• Exercise directions: The answer must be an exact restatement of all the data.
[Provided entries — start]
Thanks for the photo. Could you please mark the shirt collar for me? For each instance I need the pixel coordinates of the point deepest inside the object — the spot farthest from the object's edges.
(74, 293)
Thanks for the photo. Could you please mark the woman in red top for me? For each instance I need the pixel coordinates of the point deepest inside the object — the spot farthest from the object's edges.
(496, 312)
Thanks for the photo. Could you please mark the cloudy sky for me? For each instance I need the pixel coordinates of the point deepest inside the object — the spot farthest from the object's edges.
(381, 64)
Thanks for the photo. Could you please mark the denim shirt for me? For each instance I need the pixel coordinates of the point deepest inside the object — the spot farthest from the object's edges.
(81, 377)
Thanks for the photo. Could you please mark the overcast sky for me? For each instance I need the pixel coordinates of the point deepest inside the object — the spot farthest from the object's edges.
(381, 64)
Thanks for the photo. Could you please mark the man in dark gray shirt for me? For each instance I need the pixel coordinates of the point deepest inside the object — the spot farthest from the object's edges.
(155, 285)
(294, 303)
[Provided entries — finish]
• Exercise result:
Thanks for the photo. Could you please mark the shirt collar for me? For each instance I need the pixel coordinates of the point deepest inside the object — the spot farthest from the object's edges.
(74, 293)
Thanks for the photo. Could you please mark the woman in red top for me? For each instance I need the pixel coordinates of the point deepest inside the object — the spot farthest from the object's edges.
(496, 312)
Thanks for the photo. Could you please mark the cloudy sky for me? For each instance I need the pixel coordinates of the point deepest inside the object — the spot farthest from the object's edges.
(381, 64)
Thanks for the photo. Could you please mark the denim shirt for me? For each instance I need the pixel coordinates of the point deepest inside the object — the spot farthest from the object's edges.
(81, 377)
Thanks for the photo. Could you please mark the overcast sky for me? For each instance I need the pixel coordinates of the point deepest inside the object — the spot farthest from the object's edges.
(381, 64)
Thanks for the photo. Could you please mark the man in dark gray shirt for me? For each instance I need the pixel coordinates of the point deepest inside the object — the spot farthest from the object's edges.
(155, 285)
(294, 303)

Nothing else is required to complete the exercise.